**Prompt 1**
List every means through which, according to the text on Adler's concept of community, society's demands are transmitted.
**Prompt 2**
Extend the text on Adler's concept of community with a further passage that follows on from its last sentence.

**Text for analysis**
----
For a good summary of Adler's concept of community, and of other major Adlerian ideas, see Henry Stein's web site for a complete chapter from the book Psychoanalytic Versions of the Human Condition: Philosophies of Life and Their Impact on Practice, edited by Paul Marcus and Alan Rosenberg, published in 1998 by New York University Press. The article is "Classical Adlerian Theory and Practice" by Henry T. Stein and Martha E. Edwards.

Adler began in 1902 with Freud to help explore the inner psychic life of the individual. Today we call the general approach that concentrates on the individual's inner life and personality "psychodynamic psychology." Adler had already seen the necessity of including the individual within the shaping influence of the community, whether that be the family, the neighborhood, friendship, the work setting, or the world and culture. Thus he saw that concentrating on the individual alone was too narrow a focus for psychology and for psychotherapy. Adler expanded his viewpoint in various ways to include the various ways that human organize themselves in larger groups. His term for his approach, "Individual Psychology," (or, in the original Austrian: Individualpsychologie) seems to focus on the individual. However, in German it means the psychology of the indivisible, undivided person. He wanted to contrast his way with Freud's, who separated the personality into parts or pieces: Id, Ego, Super-Ego, Conscious/Unconscious/Preconscious, etc. And it is this personality which is shaped and influenced and, indeed, created by its Social Embeddedness within the human community, beginning with the family.

From birth onward, a person is part of a social setting whose influences and responsibilities cannot be avoided. Society, experienced first as the family, insists on certain beliefs, actions, attitudes, etc. A person is as much a creation of social setting as of personal choice or genetic design. Adler said this influence is so strong and basic that he called it "The Iron Law of Communal Life." Society’s demands are transmitted through games, friendship groups, fairy tales, rules, customs, folk sayings, religion, school, and more.
----
**Material supplied**
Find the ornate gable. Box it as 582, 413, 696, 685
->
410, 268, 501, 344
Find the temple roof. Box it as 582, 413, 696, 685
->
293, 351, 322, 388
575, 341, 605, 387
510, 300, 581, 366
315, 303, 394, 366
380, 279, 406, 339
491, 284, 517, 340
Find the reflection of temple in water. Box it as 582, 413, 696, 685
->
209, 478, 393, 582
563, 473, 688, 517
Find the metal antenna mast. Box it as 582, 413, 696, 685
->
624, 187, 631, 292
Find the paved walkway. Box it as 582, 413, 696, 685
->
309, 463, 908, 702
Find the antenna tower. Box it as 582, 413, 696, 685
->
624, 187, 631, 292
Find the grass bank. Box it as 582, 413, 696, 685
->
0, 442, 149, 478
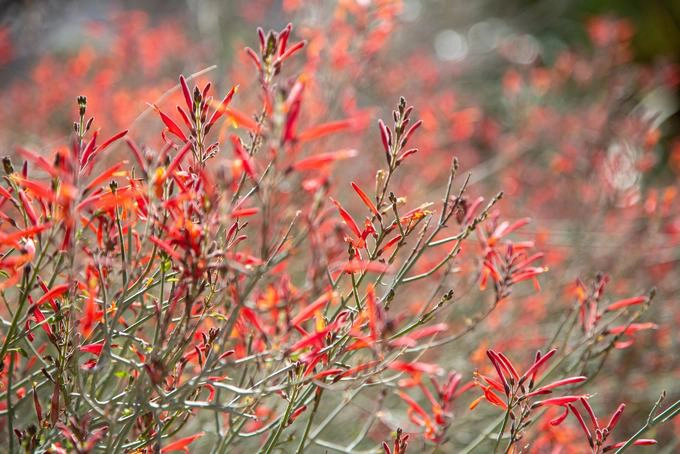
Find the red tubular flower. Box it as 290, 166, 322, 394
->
531, 396, 584, 408
161, 432, 205, 453
605, 296, 647, 312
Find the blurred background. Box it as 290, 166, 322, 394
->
0, 0, 680, 452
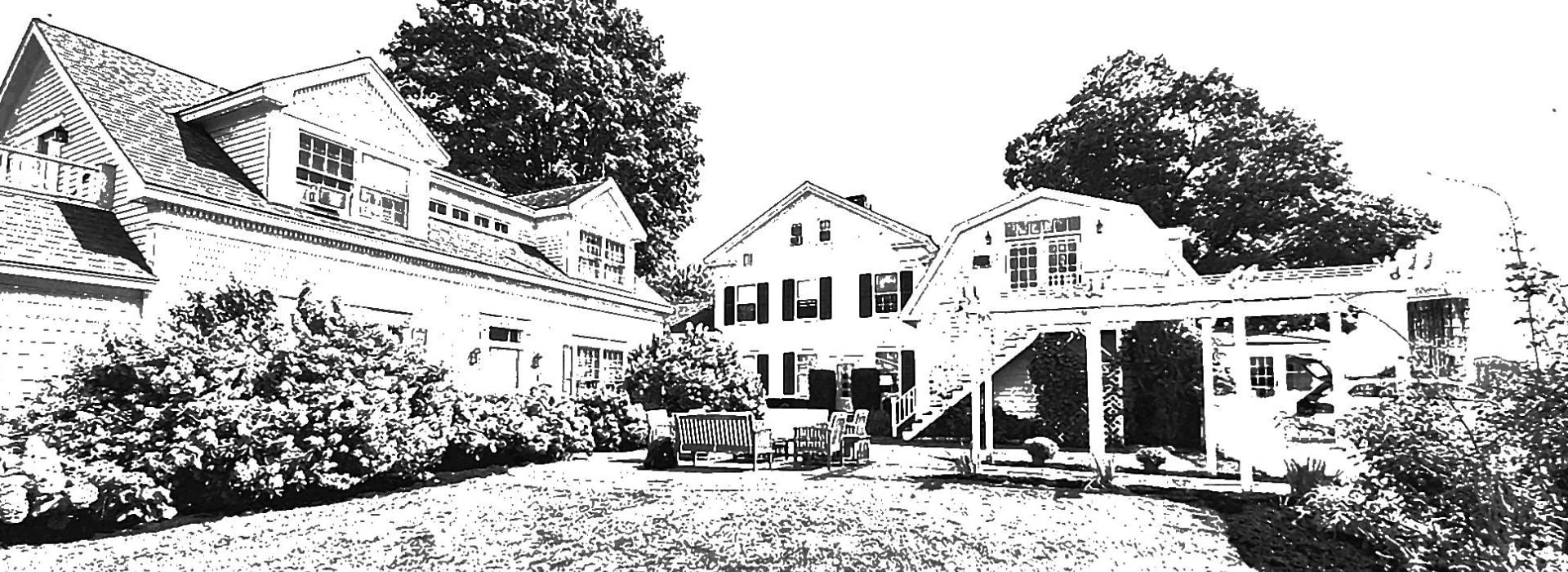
----
**Expected answer 1**
games, friendship groups, fairy tales, rules, customs, folk sayings, religion, school

**Expected answer 2**
It was this expansion of psychology beyond the individual to include the community that made him so important and influential in psychological circles, to the extent that all who came after him (as well as most who studied with him) included the social element in their studies, and even based their therapeutic methods on Adler's concepts. That the community is key in shaping the individual is central to Individual Psychology. It became so much a part of basic thinking that it quickly came to be assumed by others, including "neo-Freudians." Consider the following, which one would assume is about a book by or about Adler:

This book provides a systematic presentation of the later thinking of the psychiatrist who, perhaps more than any other, pushed psychiatry toward a keener recognition of social factors in mental health and mental disease. (He) believed in viewing the individual in his relations to other people and to his social setting. Psychiatry became, to him, not the study of mental disorder, but the study of human living. [Italics added.]

But the quote is not about Adler, but is from an introduction to Harry Stack Sullivan’s The Interpersonal Theory of Psychiatry. (Sullivan, 1953, p. x.) Sullivan, like to so many others over the years, came to see the importance of society and community ("social factors") in personality, psychology, and mental health issues. But my point here is that it was Adler who was the "psychiatrist who, more than any other, pushed psychiatry toward a keener recognition of social factors in mental health and mental disease" long before any others, laying the groundwork in stressing the importance of the shaping influence of the community on individual personality. Today we simply assume that society and community are part of who we are as persons.